◆ **The task**: Would you retype each of the records exactly as shown?
::::
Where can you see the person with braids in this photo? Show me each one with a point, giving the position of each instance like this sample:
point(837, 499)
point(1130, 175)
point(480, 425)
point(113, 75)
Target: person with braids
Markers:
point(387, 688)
::::
◆ **Task output**:
Where can you see the person with braids in this photo? Show me each one with a point, giving the position of each instance like this sample:
point(837, 499)
point(1130, 175)
point(480, 425)
point(113, 75)
Target: person with braids
Markers:
point(387, 688)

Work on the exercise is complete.